TEXT BLOCK:

========

Magic Wand



My partner is off to the very high profile LARP College of Wizardry at the end of March and there's been a lot of gathering of costume and props for it. She suggested a wand with a bare LED that lights with a push / push switch but I decided to have a go at adding some more interactivity to it.

What's ensued is a lengthy exercise in making a prop from scratch using my 3D printer and trying to do as little hand crafting as possible, apart from final finishing. This is to keep it compact and fit all the components, especially the batteries and wiring, into as small a space as I can.

It's nothing spectacular on the tech front, an Arduino Nano, GY-521 6DOF accelerometer breakout board and 21 Neopixels. On that front it's very much blinkenlights project:101.

The entire thing ended up being scaled around getting four alkaline cells in the body and being able to print this on my printer which has a build volume of 20x20x20. In principle I could have done something with a single 18650 Li-ion cell but these are very chunky and a step-up PSU to drive the Neopixels would be a pain as they're hungry beasts that need 5V. Smaller cylindrical Li-ion cells seem to be unusual and I like the idea of easily swapped disposable cells.

The obvious starting point is making the shaft the place to hold the cells but AAs are too chunky and AAA cells make for a very long thin wand so I settled on N cells. These are easily available and a good compromise on size that matches up with the space I needed for the Neopixels in the tip. This has meant the wand ended up about 35cm long in total, pretty much exactly what I wanted from it. It's still a little chunky but short of swapping to alternative lighting, maybe the 3030 rather than 5050 Neopixels this is about as small as I can get it.

The Neopixels are beautifully bright, so much so that the translucent 'natural' PLA I used to print the tip doesn't really manage to diffuse them very well but as it's going to do very occasional effects I'm not worried about this.

I've used the accelerometer to do very basic gesture detection. Once the wand is awake, holding it level and twisting it changes the colours. Raise it up and you get a flame-like flickering up the tip, swipe it down and the effect rushes forwards and fades out. Leave it pointing down and it goes to sleep.

For finishing I hacked at the printed article with a Dremel, sandpaper and knife then covered it with some coloured varnish. The result is pretty wood-like from a distance.

She's off to the event soon, let's see how well it is received. I've done a very basic demo video of the working code, but given it's easy to reprogram and I'm barely using the features of the gyro I reckon there's scope to improve on this significantly.

========

Dataset items:
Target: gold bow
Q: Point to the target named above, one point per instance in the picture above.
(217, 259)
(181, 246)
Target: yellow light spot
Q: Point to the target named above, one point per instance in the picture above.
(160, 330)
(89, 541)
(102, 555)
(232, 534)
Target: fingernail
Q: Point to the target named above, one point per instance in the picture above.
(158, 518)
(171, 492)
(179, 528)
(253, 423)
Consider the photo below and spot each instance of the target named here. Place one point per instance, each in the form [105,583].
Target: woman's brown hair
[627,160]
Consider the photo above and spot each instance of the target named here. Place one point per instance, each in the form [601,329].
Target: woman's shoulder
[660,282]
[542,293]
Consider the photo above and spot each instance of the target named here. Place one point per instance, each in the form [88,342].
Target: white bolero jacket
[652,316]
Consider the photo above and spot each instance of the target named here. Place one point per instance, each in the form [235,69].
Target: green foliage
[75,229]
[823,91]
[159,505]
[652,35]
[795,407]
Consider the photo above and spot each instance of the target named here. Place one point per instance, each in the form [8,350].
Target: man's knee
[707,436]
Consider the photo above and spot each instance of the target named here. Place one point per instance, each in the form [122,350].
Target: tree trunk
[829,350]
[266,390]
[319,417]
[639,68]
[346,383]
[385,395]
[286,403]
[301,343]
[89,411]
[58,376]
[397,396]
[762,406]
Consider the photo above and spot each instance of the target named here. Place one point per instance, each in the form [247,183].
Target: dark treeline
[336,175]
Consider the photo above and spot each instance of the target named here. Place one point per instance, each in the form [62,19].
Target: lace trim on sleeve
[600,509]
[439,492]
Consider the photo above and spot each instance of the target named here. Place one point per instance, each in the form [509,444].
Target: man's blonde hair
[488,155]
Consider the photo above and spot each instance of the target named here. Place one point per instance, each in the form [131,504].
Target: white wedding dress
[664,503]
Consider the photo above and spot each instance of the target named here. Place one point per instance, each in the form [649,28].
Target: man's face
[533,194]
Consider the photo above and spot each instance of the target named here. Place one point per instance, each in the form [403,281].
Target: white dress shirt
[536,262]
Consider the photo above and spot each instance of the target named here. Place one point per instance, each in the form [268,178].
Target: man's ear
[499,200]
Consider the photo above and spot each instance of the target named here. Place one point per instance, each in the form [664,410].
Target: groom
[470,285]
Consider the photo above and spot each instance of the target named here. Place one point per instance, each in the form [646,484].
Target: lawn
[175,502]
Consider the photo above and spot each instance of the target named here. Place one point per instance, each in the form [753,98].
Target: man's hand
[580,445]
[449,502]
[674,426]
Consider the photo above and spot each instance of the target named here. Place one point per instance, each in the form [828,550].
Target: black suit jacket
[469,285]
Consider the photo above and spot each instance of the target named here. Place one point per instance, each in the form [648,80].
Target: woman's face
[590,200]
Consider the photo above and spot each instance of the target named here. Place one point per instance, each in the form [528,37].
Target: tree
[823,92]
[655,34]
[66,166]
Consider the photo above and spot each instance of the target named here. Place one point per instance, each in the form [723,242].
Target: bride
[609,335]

========

WHAT NEEDS TO BE DONE: Please reproduce, word for word, the stretch of the magic wand write-up from "I've used the" through "goes to sleep.". The items have nothing to do with what you need to do here.

EXERCISE OUTPUT:
I've used the accelerometer to do very basic gesture detection. Once the wand is awake, holding it level and twisting it changes the colours. Raise it up and you get a flame-like flickering up the tip, swipe it down and the effect rushes forwards and fades out. Leave it pointing down and it goes to sleep.